=== Task instructions ===
Copy, from the entries below, each line in which the string "headphone" appears.
** Opening Source material block **
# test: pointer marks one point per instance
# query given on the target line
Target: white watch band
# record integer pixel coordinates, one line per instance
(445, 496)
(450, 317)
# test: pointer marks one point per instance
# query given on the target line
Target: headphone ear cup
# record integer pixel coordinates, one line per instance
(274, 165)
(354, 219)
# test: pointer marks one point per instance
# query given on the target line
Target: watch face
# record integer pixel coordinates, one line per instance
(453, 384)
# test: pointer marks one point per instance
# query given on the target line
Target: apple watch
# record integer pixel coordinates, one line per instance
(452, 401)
** Closing Source material block **
** Opening Source material block **
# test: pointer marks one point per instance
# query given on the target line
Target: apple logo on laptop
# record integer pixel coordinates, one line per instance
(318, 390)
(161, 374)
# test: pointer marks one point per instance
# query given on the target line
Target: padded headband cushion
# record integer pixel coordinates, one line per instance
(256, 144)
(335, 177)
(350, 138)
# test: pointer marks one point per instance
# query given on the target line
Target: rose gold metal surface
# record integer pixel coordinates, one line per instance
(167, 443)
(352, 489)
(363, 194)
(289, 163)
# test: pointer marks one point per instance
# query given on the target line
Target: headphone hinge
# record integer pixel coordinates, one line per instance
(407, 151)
** Closing Source material block **
** Opening Source material block **
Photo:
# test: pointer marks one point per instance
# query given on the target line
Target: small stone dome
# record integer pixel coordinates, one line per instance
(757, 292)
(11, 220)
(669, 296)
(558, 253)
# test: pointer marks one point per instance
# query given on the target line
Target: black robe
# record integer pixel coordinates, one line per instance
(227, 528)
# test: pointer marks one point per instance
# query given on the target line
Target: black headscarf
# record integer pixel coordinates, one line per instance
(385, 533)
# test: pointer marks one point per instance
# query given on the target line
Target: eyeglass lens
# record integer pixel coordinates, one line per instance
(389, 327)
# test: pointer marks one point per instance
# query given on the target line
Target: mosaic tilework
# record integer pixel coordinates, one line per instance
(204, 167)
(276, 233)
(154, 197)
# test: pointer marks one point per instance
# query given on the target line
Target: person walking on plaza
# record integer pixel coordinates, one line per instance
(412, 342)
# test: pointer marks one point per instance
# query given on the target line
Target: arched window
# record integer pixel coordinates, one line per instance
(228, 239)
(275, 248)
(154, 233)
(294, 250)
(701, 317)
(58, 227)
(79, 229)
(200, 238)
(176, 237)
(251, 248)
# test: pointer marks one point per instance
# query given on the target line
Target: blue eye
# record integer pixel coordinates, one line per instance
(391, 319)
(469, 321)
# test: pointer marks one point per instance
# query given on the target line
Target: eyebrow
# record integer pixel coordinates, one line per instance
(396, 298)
** Closing Source material block **
=== Answer area ===
Target: headphone ear cup
Target: headphone hinge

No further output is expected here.